:: Work to complete ::
From the thread below about the term "Indian summer," list every popular term that the American Indian Studies professor names as having negative subtext.

:: Text provided ::
* START *

Indian Summer - Non P.C. Term?

Cawacko, I do not think I have heard someone use that term in years. It seems like a pretty archaic term to me, but maybe it is still used with frequency and I am just not noticing it.

I simply cannot have an opinion about it, and will leave it to native americans or others more familiar with any cultural context.


I think the priority here is to get rid of the Washington Redskins name, which seems genuinely offensive and dehumanizing, and getting rid of Colombus Day.


We use it in the South.

An Indian summer is a period of unseasonably warm, dry weather that sometimes occurs in spring and autumn in the Northern Hemisphere. Indian summers are common in North America and Asia. The US National Weather Service defines this as weather conditions that are sunny and clear with above normal temperatures, occurring May 1 to Mid-June and late-September to mid-November.
 
Cawacko, I do not think I have heard someone use that term in years. It seems like a pretty archaic term to me, but maybe it is still used with frequency and I am just not noticing it.

I simply cannot have an opinion about it, and will leave it to native americans or others more familiar with any cultural context.


I think the priority here is to get rid of the Washington Redskins name, which seems genuinely offensive and dehumanizing, and getting rid of Colombus Day.
Aren’t you in California too? It’s used all the time around here, particularly at this time of year. In fact we’re having our second Indian Summer in a row.
 
Anyone who has been to San Francisco in the summer knows how cold it can get. Mark Twain is credited with saying I never spent a winter as cold as the summer I spent in San Francisco. But our Septembers and Octobers are beautiful, which we call Indian Summers. I often wondered if someday it would be considered an offensive phrase. This past week someone wrote about it in our local paper.




Is it politically incorrect to use 'Indian summer' to describe the weather?


It's dubbed "Indian summer," and for San Francisco it's an ephemeral part of October brimming with magic light and hot, still air.

The National Weather Service defines it as any spell of warm, quiet, hazy weather that may occur in October or even November. But beyond that, we begin to run into differing definitions and diverging origin stories — some more benign than others.

When San Franciscans say "Indian summer," they tend to do so affectionately, as it represents an sunny island amid a soupy sea of year-round fog. But the etymological PC test for the term appears to stand on shaky ground by today's standards.

One theory speculates that this period of hot autumnal weather was originally communicated to settlers by Native Americans, while another bases it on conditions when Native Americans hunted. More sinister is the theory that Indian summer somehow means "false summer" like the slur "Indian giver." There is even an international theory that places its origins in the Indian Ocean with cargo ships.

So, given the mystery of its history, do people actually find the term offensive? It depends on who you ask.

"In an environment where we're struggling to be addressed with any degree of respect at all, I'm not fussed," said San Francisco Poet Laureate Kim Shuck, a member of the Cherokee Nation.

Shuck was one of dozens who pushed for and celebrated the Sept. 14 pre-dawn removal of the "Early Days" statue at Civic Center, a more than 100-year-old bronze sculpture which depicted a fallen, nearly naked American Indian lying at the feet of a vaquero and a missionary.

San Francisco State University American Indian Studies Professor Andrew Jolivette, who chaired the department until 2016, said there are a host of popular terms with negative subtext such as "circling the wagons," "Geronimo," "Indian burn," "going off the reservation" and "going on the warpath."

* END *

:: Data listing ::
* START *

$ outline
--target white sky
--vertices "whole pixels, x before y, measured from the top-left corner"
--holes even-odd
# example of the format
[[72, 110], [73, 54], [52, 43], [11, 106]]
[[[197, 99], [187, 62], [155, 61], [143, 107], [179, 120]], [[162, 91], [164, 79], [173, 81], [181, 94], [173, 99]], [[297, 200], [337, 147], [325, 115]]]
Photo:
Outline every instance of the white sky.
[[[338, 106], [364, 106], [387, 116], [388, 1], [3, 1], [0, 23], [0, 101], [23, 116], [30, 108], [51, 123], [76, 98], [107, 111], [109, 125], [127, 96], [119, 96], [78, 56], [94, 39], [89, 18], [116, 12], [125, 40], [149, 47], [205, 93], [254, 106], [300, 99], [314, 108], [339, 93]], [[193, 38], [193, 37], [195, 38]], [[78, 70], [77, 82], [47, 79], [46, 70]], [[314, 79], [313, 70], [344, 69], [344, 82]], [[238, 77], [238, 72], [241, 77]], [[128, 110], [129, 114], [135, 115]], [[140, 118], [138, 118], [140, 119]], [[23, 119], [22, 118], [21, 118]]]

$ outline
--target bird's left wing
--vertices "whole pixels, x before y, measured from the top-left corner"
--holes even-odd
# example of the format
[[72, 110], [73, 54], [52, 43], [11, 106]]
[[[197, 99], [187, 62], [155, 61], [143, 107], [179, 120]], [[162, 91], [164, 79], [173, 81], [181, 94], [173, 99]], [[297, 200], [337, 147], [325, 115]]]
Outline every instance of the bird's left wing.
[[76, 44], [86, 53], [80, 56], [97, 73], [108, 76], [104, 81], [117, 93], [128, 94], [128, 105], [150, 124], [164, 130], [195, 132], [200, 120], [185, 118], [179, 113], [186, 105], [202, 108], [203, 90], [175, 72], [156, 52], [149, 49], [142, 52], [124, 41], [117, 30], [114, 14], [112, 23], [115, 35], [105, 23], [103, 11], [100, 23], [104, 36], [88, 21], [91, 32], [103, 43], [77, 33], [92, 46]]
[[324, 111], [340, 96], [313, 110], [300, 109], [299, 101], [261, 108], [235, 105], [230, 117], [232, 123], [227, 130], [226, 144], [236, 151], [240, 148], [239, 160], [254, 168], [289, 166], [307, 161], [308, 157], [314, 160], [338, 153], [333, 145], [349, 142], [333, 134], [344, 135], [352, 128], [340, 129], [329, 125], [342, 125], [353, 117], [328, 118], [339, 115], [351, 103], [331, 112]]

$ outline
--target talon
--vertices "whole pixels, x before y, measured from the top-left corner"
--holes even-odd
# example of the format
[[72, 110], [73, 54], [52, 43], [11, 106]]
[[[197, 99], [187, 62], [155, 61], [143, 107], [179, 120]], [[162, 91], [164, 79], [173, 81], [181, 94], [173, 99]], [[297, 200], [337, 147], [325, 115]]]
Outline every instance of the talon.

* END *

:: Output below ::
- "circling the wagons"
- "Geronimo"
- "Indian burn"
- "going off the reservation"
- "going on the warpath"